##### BEITRAG

Genauso wird sich IMMER irgendwann rumsprechen wenn Leute Exploits ausznutzen, was also nutzt einem der Scheiss ?

"Hurra, ich bin ganz toll, ich hab dieses und jenes geschafft", klar, mit Beschiss, was man langläufig als Selbstbetrug bezeichnet und leider überträgt sich das in den meisten Fällen auch aufs RL, wie ich aus beruflicher Erfahrung weiß.

Spielt einfach sauber und fertig, dann fühlt es sich auch viel besser an, wenn man schließlich irgendetwas wirklich geschafft hat und wenn man etwas nicht schafft, dann ist das eben so, es hat eben auch nicht jeder Sänger irgendwann eine Nummer Eins in den Charts und man stelle sich vor, auf Servern wie Ysera, der zu den am dichtesten bevölkerten gehört, würde JEDER Casual sich auf diese Weise produzieren.

Dann wäre überhaupt kein Spielen mehr möglich, denn das Ausnutzen der Exploits führt AUCH dazu, das man immer mal wieder die Meldung bekommt "Es können keine weiteren Instanzen gestartet werden", denn wenn irgendein Raid nach Ausnutzen eines Exploits den Boss nicht legt, dann hängt die Instanz ............................ für mich ein sehr unsoziales Verhalten, aber Hauptsache man selbst hat was "geschafft", oder ?

Ist schon klar, wenn man im RL nicht bescheisse kann, dann tut man es eben in einem Spiel, denn das ist so schön bequem und anonym, nur dumm das sich eben solche Leute auch im RL oftmals als regelrechte Arschlöcher entpuppen, als Leute die anderen gerne Knüppel zwischen die Beine werfen, aber heulend rumrennen, wenn sie selbst mal die Betroffenen sind.

EDIT: @ Testare, Gameforge gibt es noch, richtig, aber in den vergangenen Jahren sind dort schätzungsweise 50 !!! "Mitarbeiter" gegangen (worden) und die wenigsten davon freiwillig und ich weiß wovon ich schreibe ;-)


----------



## Dalmus (25. Juni 2009)

Eysenbeiss schrieb:


> Ist schon interessant was hier für Vergleiche gezogen werden und was auf der anderen Seite für Rechtfertigungen auftauchen, leider sind gerade einmal 10 Prozent davon zutreffend.


Nicht ganz... es sind 24,38%
Woher ich diese Zahl habe?
Naja, einfach aus der Luft gegriffen - so wie Du auch.

##########
##### BEREITGESTELLTE DATEN

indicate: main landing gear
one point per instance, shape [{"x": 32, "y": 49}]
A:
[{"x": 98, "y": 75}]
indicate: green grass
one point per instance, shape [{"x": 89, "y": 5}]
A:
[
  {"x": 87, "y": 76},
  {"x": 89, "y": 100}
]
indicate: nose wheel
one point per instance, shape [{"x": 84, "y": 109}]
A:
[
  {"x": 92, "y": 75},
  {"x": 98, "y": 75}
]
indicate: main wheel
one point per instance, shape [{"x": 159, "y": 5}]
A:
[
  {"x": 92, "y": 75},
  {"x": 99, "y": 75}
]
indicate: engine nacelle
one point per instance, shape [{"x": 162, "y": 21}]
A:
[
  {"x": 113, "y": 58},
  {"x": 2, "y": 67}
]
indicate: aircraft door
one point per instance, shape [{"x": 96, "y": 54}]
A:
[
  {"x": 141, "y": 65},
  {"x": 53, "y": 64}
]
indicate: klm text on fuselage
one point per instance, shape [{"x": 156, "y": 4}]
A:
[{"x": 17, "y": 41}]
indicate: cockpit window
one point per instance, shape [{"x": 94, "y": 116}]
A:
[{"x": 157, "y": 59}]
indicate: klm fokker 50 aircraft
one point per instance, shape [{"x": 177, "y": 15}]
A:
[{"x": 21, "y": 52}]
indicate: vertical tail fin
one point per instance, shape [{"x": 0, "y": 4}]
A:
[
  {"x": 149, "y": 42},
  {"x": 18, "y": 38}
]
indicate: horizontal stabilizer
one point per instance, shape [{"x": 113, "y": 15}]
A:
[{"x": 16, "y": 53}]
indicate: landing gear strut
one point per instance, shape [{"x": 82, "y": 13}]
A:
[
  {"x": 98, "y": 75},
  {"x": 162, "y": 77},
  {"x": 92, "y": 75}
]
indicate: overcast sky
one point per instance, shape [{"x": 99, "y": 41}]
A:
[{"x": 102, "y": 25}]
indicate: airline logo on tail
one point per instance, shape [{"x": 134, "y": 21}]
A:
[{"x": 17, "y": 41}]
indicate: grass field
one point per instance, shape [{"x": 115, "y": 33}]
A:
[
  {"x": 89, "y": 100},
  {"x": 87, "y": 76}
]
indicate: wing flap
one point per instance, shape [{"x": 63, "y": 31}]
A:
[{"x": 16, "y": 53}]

##########

**AUFGABEN**
A. Stimmen die folgenden Aussagen mit dem Forumsbeitrag über Exploits überein? Antworte jeweils mit Ja oder Nein und zitiere die entscheidenden Worte wörtlich. (i) Ysera wird als einer der am dichtesten bevölkerten Server bezeichnet. (ii) Dalmus gibt an, seine Zahl von 24,38 % sorgfältig ermittelt zu haben. (iii) Der Verfasser beruft sich auf berufliche Erfahrung dafür, dass sich Selbstbetrug aufs RL überträgt.
B. Führe bitte den Forumsbeitrag über Exploits ab seinem letzten Satz weiter.
Die Datensätze spielen hierfür keine Rolle.

**LÖSUNGEN DER REIHE**
A.
(i) Ja: „der zu den am dichtesten bevölkerten gehört“
(ii) Nein: „einfach aus der Luft gegriffen“
(iii) Ja: „wie ich aus beruflicher Erfahrung weiß“

B.
			Dieser Inhalt steht nur eingeloggten Mitgliedern zur Verfügung.
        





Eysenbeiss schrieb:


> Ich hab selbst schon die Sperre eines Bekannten aufheben "lassen", allerdings war am Ende der Diskussion die Hälfte der Sperrzeit auch schon rum, denn, wie man sich vorstellen kann, die zuständigen Support-Mitarbeiter verschleppen so etwas gerne, da sie schlichtweg keine Lust haben sich damit auseinander zu setzen.


Soso, Du hast die Sperrung aufheben lassen.
Kannst Du das konkretisieren?
Hast Du beim Blizz-Chef angerufen und die entsprechende Anweisung gegeben?



Eysenbeiss schrieb:


> Dann wäre überhaupt kein Spielen mehr möglich, denn das Ausnutzen der Exploits führt AUCH dazu, das man immer mal wieder die Meldung bekommt "Es können keine weiteren Instanzen gestartet werden", denn wenn irgendein Raid nach Ausnutzen eines Exploits den Boss nicht legt, dann hängt die Instanz ............................ für mich ein sehr unsoziales Verhalten, aber Hauptsache man selbst hat was "geschafft", oder ?


Hier ist mir der Zusammenhang nicht wirklich klar.
Kannst Du das genauer ausführen?
Auf den ersten Blick schaut das für mich nur nach Humbug aus.


----------



## Super PePe (25. Juni 2009)

mmh ich verfolg das nun schon ne weile 
etwas fiktive ot:
da wurschtelt sich ne Gilde, sagen "Ehnsiehstda" durch den temporären "endcontent". das macht eindruck und soviel eindruck es hinterlässt, soviel neider zieht es nach. also ab in den endcontent. vorher eventuell auf einem privatserver alles austesten (extem fiktiv) und ab auf ein liveserver.
mit den nun erlesen und eventuelle ausprobierten tricks alles rocken. danach geht man in ein forum, weil in dalaran zu wenig bewunderer rumlaufen und erstmal zeigen was man hat und kann... am rande erwähnen das ja der content so leicht geworden ist und das die von blizz alles kaputt machen.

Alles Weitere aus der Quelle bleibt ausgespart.